» **Extract provided**
....

Burragubba says it is not true that “the highest courts” have approved the Carmichael mine.

“There has never been a High Court of Australia case regarding Adani, and any litigation in the supreme and federal Courts – whether on grounds of environmental harm or assertion of Aboriginal rights – were administrative reviews only; they did not ‘approve the mine’ or consider the merits of the arguments against it.”

In August last year, the Queensland government quietly extinguished native title rights to the land on which the Adani mine will be located.

Burragubba said at the time: “We have been made trespassers on our own Country. Our ceremonial grounds, in place for a time of mourning for our lands as Adani begins its destructive processes, are now controlled by billionaire miner Adani.

“With insider knowledge that the deal was already done, Adani had engaged Queensland police and threatened us with trespass.”

Wangan and Jagalingou Council senior spokesman Adrian Burragubba (left), with his son, at the Doongmabulla Springs Complex.

In June last year, The Queensland Department of Environment and Science (DES) approved Adani’s Groundwater Dependent Ecosystem Management Plan (GDEMP) for the Carmichael mine, which would be one of the biggest coal mines in the world.

Environmentalists are horrified that approval was given despite warnings from the Commonwealth Scientific and Industrial Research Organisation (CSIRO), Geoscience Australia, and leading water scientists about the negative impacts of the mine.

The Wangan and Jagalingou council said the Queensland government’s decision to approve Adani’s ground water management plan imperilled their sacred Doongmabulla Springs and the water essential to their lives.

“Draining our water for Adani’s massive coal mine will irreparably damage the ecology of our homelands. Without the water, everything will struggle to survive,” the council said.

A spokeswoman for the Australian Marine Conservation Society (AMCS) said the approval was “a very bad decision” for the Great Barrier Reef that puts millions of corals and ocean wildlife on the Reef at risk.

AMCS Great Barrier Reef campaigner Shani Tager said: “Put simply, this decision is bad news for everyone who loves and relies on a healthy Reef and bad news for the dolphins, turtles, fish, sharks, rays, and corals that call the Reef home.”

....

» **Data provided**

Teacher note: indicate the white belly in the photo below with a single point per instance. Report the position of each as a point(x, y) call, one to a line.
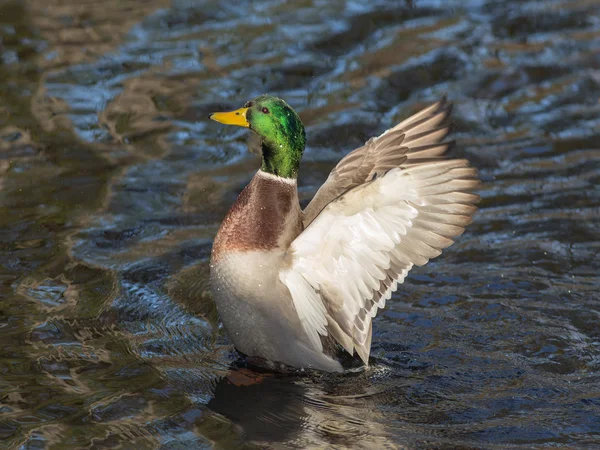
point(258, 313)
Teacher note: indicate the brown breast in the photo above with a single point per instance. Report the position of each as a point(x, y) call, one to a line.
point(266, 215)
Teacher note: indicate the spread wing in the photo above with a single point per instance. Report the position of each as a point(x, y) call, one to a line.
point(415, 139)
point(368, 234)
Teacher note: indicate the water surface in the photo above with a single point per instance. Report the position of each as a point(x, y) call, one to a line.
point(113, 184)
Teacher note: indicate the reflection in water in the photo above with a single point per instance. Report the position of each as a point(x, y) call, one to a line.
point(274, 409)
point(112, 186)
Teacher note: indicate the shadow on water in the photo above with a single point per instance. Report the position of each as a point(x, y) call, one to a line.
point(113, 184)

....

» **To do**
a) Answer these from the article on the Carmichael mine, each on its own line:
(i) In what month did the Queensland government extinguish native title rights to the land for the mine?
(ii) Which department approved Adani's Groundwater Dependent Ecosystem Management Plan?
(iii) What is Shani Tager's role?
b) Please return the part of the article on the Carmichael mine that opens with the words containing "The Wangan and Jagalingou" and closes with "the council said.", copied word for word.

» **Task answers**
a)
(i) August
(ii) The Queensland Department of Environment and Science (DES)
(iii) Great Barrier Reef campaigner for the Australian Marine Conservation Society (AMCS)

b)
The Wangan and Jagalingou council said the Queensland government’s decision to approve Adani’s ground water management plan imperilled their sacred Doongmabulla Springs and the water essential to their lives.

“Draining our water for Adani’s massive coal mine will irreparably damage the ecology of our homelands. Without the water, everything will struggle to survive,” the council said.